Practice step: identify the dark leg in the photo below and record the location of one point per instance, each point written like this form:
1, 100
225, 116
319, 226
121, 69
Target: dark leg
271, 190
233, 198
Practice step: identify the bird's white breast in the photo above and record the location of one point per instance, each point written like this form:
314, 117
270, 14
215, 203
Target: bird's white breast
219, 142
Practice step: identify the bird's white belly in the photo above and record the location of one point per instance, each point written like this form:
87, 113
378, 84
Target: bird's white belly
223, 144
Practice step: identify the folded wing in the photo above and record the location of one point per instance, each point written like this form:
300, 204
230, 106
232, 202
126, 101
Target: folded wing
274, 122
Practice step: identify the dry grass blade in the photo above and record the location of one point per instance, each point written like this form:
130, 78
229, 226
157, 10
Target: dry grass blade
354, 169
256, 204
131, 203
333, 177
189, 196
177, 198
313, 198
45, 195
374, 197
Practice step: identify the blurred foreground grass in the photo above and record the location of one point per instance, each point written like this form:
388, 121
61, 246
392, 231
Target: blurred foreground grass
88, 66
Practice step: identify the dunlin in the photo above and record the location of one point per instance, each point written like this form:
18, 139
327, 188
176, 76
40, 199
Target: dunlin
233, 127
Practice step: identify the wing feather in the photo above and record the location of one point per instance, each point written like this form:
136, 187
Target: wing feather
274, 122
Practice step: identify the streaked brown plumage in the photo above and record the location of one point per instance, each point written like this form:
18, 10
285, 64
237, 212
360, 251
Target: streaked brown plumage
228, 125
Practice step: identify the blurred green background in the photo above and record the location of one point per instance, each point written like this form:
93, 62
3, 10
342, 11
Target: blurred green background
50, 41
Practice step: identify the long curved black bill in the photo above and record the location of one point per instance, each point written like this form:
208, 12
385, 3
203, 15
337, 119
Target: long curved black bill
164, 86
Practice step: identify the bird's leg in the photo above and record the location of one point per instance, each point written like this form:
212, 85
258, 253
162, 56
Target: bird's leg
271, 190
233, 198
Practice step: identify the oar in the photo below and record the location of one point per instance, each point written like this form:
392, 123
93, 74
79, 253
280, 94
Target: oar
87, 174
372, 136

> **PROMPT**: All lines from the one containing "Practice step: identify the wing" through the end of the records, both ends included, are to be quoted exactly; please add nothing else.

> **TASK RESPONSE**:
Practice step: identify the wing feather in the photo above and record the location of one point per instance, each point written like this form:
136, 187
Target: wing feather
274, 122
Practice step: identify the streaked brown plumage in the photo above and record the location of one point per instance, each point written like this form:
18, 10
285, 64
237, 212
360, 251
Target: streaked brown plumage
228, 125
Practice step: identify the blurred green background in the photo above and record the location of one point per instance, each point written like this form:
93, 62
3, 10
342, 11
Target: blurred green background
50, 41
Practice step: identify the long curved black bill in the photo above and record the location of one point per instance, each point written like this form:
208, 12
385, 3
203, 15
337, 119
Target: long curved black bill
164, 86
Practice step: identify the bird's leg in the photo above and record the location of one point per instance, each point written like this form:
212, 85
258, 253
162, 56
Target: bird's leg
271, 190
233, 198
Practice step: identify the oar in the photo below and record the location of one point per instance, each point written like this form:
392, 123
93, 74
79, 253
280, 94
Target: oar
87, 174
372, 136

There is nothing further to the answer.